> WRITTEN REQUEST A
Could you reproduce the entries from their first line through the line containing "--fill-mode even-odd", swapping "green hillside" for "grassy slope" and keeping everything else the same?
> WRITTEN REQUEST B
Can you carry on the text about the weekly status update collector tool from the point where it stops?

> PROVIDED TEXT
================

Weekly Status Update Collector
Build an internal tool that asks every project owner for a short, structured weekly update, tracks who has and hasn't responded, chases the laggards automatically, and lets the PMO review and approve the consolidated set before it feeds any roll-up.
A live, login-protected tool that sends weekly update requests, collects structured status (progress, RAG, risks, next steps) from each owner, tracks and chases non-responders, and gives the PMO a review-and-approve gate before the consolidated updates export to CSV.
Before you start
- A list of your active projects and their owners (a spreadsheet or CSV is fine)
- Your status-form fields and reporting cadence (weekly, biweekly, etc.)
- Free accounts on Vercel, Supabase, and Resend
The problem this kills
Every Monday the same scramble starts. You email a dozen project owners asking for their weekly update. A few reply in a tidy paragraph, a few reply in a wall of text, a few reply "same as last week," and a few don't reply at all. You spend Tuesday chasing the silent ones, Wednesday copy-pasting answers into a master deck, and by the time the roll-up reaches leadership it's half-stale and you're not even sure every project is represented.

================

> DATA FOR THIS EXERCISE
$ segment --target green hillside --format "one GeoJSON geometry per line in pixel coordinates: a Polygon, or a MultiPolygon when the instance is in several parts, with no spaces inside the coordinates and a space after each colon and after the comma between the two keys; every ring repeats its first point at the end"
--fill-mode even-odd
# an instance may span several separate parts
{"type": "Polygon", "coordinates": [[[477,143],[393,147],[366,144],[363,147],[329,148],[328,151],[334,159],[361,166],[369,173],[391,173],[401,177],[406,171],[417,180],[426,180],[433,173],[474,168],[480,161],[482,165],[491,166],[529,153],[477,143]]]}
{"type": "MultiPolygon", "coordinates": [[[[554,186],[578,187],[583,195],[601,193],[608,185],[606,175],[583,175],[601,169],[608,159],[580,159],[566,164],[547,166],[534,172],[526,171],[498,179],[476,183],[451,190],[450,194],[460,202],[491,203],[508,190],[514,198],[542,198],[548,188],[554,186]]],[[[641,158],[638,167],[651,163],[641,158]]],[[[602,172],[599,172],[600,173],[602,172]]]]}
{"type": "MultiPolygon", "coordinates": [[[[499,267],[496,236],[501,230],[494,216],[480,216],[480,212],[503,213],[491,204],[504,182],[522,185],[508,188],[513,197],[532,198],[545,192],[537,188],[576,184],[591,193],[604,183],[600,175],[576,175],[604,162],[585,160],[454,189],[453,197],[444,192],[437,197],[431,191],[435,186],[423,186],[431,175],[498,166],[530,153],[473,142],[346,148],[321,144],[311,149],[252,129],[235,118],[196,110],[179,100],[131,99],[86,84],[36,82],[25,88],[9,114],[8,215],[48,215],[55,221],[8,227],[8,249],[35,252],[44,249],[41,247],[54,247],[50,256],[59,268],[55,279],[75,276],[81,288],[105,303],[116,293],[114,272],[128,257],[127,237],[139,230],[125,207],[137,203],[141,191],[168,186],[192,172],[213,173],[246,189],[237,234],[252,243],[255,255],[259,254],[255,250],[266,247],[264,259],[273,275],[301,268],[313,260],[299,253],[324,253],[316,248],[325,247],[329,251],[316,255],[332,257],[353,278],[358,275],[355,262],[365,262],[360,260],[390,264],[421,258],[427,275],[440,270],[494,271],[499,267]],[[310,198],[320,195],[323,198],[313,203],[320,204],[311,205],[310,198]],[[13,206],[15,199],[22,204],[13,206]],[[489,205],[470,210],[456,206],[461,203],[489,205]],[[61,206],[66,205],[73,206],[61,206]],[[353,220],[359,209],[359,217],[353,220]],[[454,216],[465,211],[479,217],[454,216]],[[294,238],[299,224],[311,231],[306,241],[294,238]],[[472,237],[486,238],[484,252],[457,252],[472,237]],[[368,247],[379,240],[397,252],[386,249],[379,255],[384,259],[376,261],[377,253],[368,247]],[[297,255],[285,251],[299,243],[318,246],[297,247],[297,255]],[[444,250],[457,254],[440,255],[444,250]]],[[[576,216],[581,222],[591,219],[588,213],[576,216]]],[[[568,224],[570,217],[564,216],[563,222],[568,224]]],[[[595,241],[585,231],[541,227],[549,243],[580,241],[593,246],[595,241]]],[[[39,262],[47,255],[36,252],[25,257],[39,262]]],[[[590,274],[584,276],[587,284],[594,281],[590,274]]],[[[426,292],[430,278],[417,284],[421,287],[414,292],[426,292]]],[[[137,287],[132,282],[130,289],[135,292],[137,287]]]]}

================

> FINAL RESULT A
$ segment --target grassy slope --format "one GeoJSON geometry per line in pixel coordinates: a Polygon, or a MultiPolygon when the instance is in several parts, with no spaces inside the coordinates and a space after each colon and after the comma between the two keys; every ring repeats its first point at the end"
--fill-mode even-odd

> FINAL RESULT B
The information itself isn't hard. The collection is. There's no single place that knows who owes an update this period, who has submitted, who is late, and what last week said. So you become that place - the human inbox-and-spreadsheet that nags, formats, and consolidates by hand, week after week.
This tool takes that job off your plate. It knows the cadence, knows who owes what, asks each owner with a short structured form, chases the people who haven't answered, and hands you a clean, deduplicated, ready-to-review set every period - so you review and approve instead of assemble.
What you'll build
A small internal web app, tailored to your projects and your status fields, that:
- Sends update requests to each project owner on your cadence, with a private link to a short structured form (progress %, RAG status, risks, blockers, next steps - whatever you actually use).
- Pre-fills last period's answers so an owner with no change can confirm in ten seconds instead of starting from a blank page.
- Tracks who has and hasn't responded in a live dashboard: submitted, in-progress, missing, late.
- Chases the laggards automatically with polite reminder emails on a schedule you set, and flags anyone still missing.
- Deduplicates on project + reporting period, so the same status can't be submitted or counted twice.
- Gives the PMO an approval gate: you review every submitted update, edit or send-back if needed, and approve the consolidated set before it becomes the official roll-up.
- Exports a clean CSV of the approved, consolidated updates in exactly the columns your reporting deck or system expects.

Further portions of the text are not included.